* [RECORDS]
== == ==

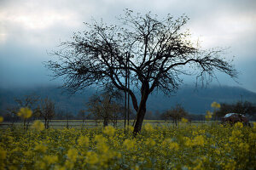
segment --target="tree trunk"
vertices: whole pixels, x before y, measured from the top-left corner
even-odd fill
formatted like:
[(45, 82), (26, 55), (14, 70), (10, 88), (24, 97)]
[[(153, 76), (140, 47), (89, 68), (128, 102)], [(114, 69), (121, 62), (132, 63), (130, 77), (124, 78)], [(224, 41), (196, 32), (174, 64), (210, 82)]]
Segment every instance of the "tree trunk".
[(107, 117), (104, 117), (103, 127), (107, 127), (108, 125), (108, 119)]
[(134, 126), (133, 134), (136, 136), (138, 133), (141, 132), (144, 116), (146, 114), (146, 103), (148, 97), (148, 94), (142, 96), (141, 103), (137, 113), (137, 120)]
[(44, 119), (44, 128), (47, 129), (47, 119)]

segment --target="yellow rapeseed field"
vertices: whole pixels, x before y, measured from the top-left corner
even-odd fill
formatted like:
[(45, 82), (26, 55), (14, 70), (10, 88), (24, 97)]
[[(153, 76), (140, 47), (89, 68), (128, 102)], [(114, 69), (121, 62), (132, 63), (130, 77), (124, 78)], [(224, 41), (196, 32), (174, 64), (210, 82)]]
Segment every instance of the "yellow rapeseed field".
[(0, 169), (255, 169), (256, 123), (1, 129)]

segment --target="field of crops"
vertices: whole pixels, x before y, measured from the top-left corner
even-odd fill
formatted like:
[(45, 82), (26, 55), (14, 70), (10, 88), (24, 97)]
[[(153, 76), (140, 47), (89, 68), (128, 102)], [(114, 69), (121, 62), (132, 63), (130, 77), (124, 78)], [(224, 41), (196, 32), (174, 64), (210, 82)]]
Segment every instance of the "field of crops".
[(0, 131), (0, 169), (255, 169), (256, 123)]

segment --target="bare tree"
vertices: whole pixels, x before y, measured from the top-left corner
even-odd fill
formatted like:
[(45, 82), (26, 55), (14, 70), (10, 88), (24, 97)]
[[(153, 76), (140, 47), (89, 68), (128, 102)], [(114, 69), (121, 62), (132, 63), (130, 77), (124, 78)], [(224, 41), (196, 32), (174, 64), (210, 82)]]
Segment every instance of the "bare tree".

== == ==

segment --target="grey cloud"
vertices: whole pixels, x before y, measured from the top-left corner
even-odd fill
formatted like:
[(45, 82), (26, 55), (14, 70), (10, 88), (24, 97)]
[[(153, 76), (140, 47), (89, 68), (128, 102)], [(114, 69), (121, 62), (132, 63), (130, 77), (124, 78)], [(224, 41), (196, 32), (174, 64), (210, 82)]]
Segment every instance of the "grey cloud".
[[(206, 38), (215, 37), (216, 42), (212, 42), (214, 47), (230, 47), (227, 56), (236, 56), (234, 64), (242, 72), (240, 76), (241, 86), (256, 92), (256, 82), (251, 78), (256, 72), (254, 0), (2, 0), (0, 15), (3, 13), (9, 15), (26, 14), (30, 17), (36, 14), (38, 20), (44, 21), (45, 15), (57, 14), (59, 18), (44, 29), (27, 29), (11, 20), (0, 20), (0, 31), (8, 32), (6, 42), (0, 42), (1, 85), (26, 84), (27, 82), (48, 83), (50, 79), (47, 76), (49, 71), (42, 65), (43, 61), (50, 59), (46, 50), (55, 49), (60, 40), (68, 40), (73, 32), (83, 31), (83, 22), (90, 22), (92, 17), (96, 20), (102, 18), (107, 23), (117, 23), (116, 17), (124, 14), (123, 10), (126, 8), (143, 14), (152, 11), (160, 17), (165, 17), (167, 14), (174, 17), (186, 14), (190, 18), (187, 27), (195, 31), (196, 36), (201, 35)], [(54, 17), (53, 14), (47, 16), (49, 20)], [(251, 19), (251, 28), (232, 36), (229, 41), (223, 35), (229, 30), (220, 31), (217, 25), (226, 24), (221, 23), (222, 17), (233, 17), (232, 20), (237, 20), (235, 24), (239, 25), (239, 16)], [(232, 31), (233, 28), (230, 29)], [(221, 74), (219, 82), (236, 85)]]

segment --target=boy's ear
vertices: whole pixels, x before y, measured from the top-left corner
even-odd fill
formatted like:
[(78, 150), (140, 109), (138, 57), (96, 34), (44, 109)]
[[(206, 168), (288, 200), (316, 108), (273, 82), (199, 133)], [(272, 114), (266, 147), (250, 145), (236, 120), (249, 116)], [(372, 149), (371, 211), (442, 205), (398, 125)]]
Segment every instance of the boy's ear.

== == ==

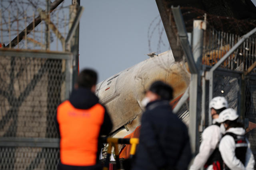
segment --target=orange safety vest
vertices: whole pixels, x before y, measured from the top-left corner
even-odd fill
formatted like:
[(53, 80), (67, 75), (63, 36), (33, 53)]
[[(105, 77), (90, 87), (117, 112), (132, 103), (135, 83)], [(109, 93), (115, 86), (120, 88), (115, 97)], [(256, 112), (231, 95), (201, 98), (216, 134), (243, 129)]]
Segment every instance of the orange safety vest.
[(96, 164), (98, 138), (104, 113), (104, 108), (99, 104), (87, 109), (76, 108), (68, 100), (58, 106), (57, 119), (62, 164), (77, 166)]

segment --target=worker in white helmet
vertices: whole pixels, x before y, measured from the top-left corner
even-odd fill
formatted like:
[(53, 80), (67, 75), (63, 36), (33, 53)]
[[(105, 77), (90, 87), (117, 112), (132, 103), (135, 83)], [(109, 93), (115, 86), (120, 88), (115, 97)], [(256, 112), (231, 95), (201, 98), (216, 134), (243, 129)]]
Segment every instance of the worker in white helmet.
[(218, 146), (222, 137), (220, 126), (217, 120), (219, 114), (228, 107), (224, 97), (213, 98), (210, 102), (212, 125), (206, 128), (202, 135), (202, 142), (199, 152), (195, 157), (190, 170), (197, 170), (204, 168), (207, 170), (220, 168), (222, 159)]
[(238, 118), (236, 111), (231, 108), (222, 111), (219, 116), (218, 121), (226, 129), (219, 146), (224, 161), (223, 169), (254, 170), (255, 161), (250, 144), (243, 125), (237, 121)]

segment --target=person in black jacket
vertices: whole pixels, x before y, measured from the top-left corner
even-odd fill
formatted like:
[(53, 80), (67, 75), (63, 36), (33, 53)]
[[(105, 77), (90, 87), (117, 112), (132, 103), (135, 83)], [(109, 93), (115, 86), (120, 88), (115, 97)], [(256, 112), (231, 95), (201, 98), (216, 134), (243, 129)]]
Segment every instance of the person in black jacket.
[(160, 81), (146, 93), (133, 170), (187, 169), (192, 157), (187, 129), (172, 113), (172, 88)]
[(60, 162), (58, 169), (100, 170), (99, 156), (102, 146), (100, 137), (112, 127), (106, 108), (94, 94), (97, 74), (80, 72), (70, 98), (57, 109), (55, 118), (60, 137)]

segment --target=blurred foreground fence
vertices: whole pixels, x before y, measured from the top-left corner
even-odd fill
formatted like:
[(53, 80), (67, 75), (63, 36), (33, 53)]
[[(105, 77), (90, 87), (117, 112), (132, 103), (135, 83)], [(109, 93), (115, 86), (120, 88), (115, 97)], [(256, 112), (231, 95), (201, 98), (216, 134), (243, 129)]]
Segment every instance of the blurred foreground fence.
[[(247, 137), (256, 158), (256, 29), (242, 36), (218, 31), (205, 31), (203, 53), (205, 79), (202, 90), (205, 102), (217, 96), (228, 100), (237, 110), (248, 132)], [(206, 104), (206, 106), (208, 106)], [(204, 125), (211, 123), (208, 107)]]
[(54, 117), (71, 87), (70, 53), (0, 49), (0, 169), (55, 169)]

== == ==

* [PROBLEM TO SOLVE] Swap "black jacket" for "denim jacket" in the stretch from the line containing "segment --target=person in black jacket" through the line containing "113), (172, 88)]", and give those lines back with nothing else changed.

* [FINAL ANSWER]
segment --target=person in denim jacket
vertices: whole pixels, x before y, measured from the top-left corner
even-odd fill
formatted like:
[(53, 80), (67, 75), (63, 36), (33, 53)]
[[(105, 77), (90, 87), (117, 112), (132, 103), (135, 83)], [(109, 93), (115, 86), (120, 88), (115, 97)], [(256, 112), (231, 95), (201, 98), (216, 134), (243, 129)]]
Segment every instance of the person in denim jacket.
[(160, 81), (146, 93), (133, 170), (187, 169), (192, 157), (187, 129), (172, 113), (172, 88)]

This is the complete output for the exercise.